----- EXCERPT

Anand Bhattacharya (Argonne National Lab)

Date: Mon. March 20th, 2023, 12:45 pm-1:45 pm
Location: Foldy & Zoom
Website: https://www.anl.gov/profile/anand-bhattacharya

Superconductivity at interfaces of KTaO₃ and its possible origin.

Anand Bhattacharya

Materials Science Division, Argonne National Laboratory

Abstract:

Superconductivity in materials with broken inversion symmetry and strong spin-orbit coupling can lead to unconventional pairing states that may be of interest in quantum science and technology. In this seminar I will discuss a recently discovered superconducting electron gas formed at interfacesof a 5d transition metal oxide KTaO₃ (KTO) that combines these attributes intrinsically, and whose unique properties provide strong clues about the origin of its superconductivity. KTO, like its widely studied 3d cousin SrTiO₃ (STO), is a ‘quantum paraelectric’, where the onset of ferroelectricity at low temperatures is believed to be thwarted by quantum fluctuations, giving rise to a very large dielectric constant. However, unlike STO, no evidence of superconductivity has been found till date in electron-doped KTO in the bulk. Recently, we discovered that electron gases formed interfaces of KTO are robust two-dimensional superconductors¹ over a wide range of carrier densities, with T_c as high as 2.2 K, about an order of magnitude higher than those found at STO interfaces. Furthermore, there is a striking dependence of T_c on the crystalline facet of KTO at which the interfacial electron gas is formed – in our samples the maximum T_c values at the KTO (111) and (110) interfaces are 2.2 K and ~ 1 K respectively, while the KTO (001) interface remains normal down to 25 mK.  For the KTO (111) interface, a remarkable non-saturating linear dependence of T_c on the areal carrier density (n_2D) is observed, over nearly an order of magnitude of n_2D. The superconductivity can also be tuned by gate electric fields, which elucidates the role of the interface in mediating pairing and allows for reversible switching of superconductivity at T = 2 K. Based on these findings, we propose a mechanism² for pairing via inter-orbital interactions induced by inversion-breaking transverse optical (TO1) phonons, the same mode that softens in the quantum paraelectric phase, that explains several key aspects of superconductivity at KTO interfaces. Our results may provide insights into the pairing mechanism in other doped quantum paraelectrics, which has remained an open question for decades. Looking further, KTO interfaces are also a promising platform for exploring novel devices³ for quantum science, and I will present some initial results in this direction.

References:

1. Liu et al., Science (2021). https://www.science.org/doi/abs/10.1126/science.aba5511
2. Liu et al., Nature Communications (2023). https://doi.org/10.1038/s41467-023-36309-2
3. Yu et al., Nano Lett. (2022). https://doi.org/10.1021/acs.nanolett.2c00673

 

Host: Shulei Zhang

----------
----- INFORMATION GIVEN

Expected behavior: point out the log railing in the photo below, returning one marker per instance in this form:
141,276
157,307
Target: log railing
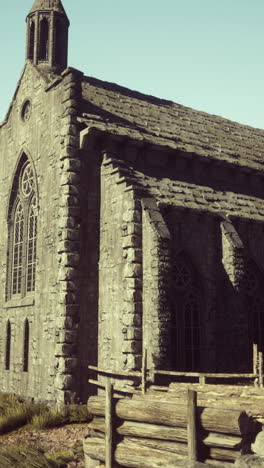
147,429
145,375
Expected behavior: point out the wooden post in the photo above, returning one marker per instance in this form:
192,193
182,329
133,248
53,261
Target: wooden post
144,371
109,425
260,368
191,425
255,358
202,379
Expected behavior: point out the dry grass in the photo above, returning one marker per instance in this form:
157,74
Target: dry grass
15,413
28,457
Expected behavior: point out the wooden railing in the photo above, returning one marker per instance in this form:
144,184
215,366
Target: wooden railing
146,375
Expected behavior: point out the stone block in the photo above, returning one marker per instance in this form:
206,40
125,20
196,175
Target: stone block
133,270
134,255
249,461
258,445
67,365
64,381
65,349
131,241
70,259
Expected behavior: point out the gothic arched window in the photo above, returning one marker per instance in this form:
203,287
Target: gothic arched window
44,40
252,285
18,248
22,232
31,41
186,317
8,346
26,346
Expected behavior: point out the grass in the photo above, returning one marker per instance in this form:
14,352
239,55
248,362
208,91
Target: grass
15,413
71,414
27,457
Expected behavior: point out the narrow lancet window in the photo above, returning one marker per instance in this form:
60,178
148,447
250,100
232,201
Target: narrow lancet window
26,346
31,41
186,317
18,249
8,346
44,40
59,41
32,245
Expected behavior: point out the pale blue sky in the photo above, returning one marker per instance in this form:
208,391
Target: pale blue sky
206,54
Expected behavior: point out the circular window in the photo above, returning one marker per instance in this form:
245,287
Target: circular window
26,111
27,180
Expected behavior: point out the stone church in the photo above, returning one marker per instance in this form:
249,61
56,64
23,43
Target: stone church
127,222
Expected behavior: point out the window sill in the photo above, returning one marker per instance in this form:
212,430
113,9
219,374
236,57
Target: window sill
16,302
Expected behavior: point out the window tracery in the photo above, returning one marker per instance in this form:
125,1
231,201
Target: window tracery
23,234
186,326
26,346
8,346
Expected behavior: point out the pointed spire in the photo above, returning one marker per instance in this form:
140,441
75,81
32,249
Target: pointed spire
47,35
48,5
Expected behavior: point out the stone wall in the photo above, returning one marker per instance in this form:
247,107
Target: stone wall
120,301
40,139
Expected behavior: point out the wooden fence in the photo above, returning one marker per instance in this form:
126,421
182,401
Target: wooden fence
148,375
222,446
206,424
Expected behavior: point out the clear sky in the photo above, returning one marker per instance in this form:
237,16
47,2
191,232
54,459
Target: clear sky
205,54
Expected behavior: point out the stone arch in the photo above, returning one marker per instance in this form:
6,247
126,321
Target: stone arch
251,289
23,158
44,40
31,41
22,231
186,315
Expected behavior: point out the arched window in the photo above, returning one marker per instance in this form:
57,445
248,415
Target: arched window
252,286
18,248
22,232
44,40
26,346
31,41
186,317
59,39
8,345
32,245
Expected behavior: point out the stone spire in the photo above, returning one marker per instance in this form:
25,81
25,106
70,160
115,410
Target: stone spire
47,35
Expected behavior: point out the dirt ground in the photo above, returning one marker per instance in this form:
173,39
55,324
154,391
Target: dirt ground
59,439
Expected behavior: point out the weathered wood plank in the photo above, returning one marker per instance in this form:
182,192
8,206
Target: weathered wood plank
169,414
191,425
109,425
168,433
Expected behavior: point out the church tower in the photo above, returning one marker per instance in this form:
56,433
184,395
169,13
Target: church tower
47,35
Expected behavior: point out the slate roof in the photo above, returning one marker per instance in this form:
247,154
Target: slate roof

----------

THINGS TO DO -
(1) Rewrite the seminar announcement starting with "Date: Mon. March" and going on through "its possible origin.", putting "Webex" in place of "Zoom".
(2) According to the seminar announcement, down to what temperature does the KTO (001) interface remain normal?
This material was drawn from a separate source.

TASK RESPONSES -
(1)
Date: Mon. March 20th, 2023, 12:45 pm-1:45 pm
Location: Foldy & Webex
Website: https://www.anl.gov/profile/anand-bhattacharya

Superconductivity at interfaces of KTaO₃ and its possible origin.

(2) 25 mK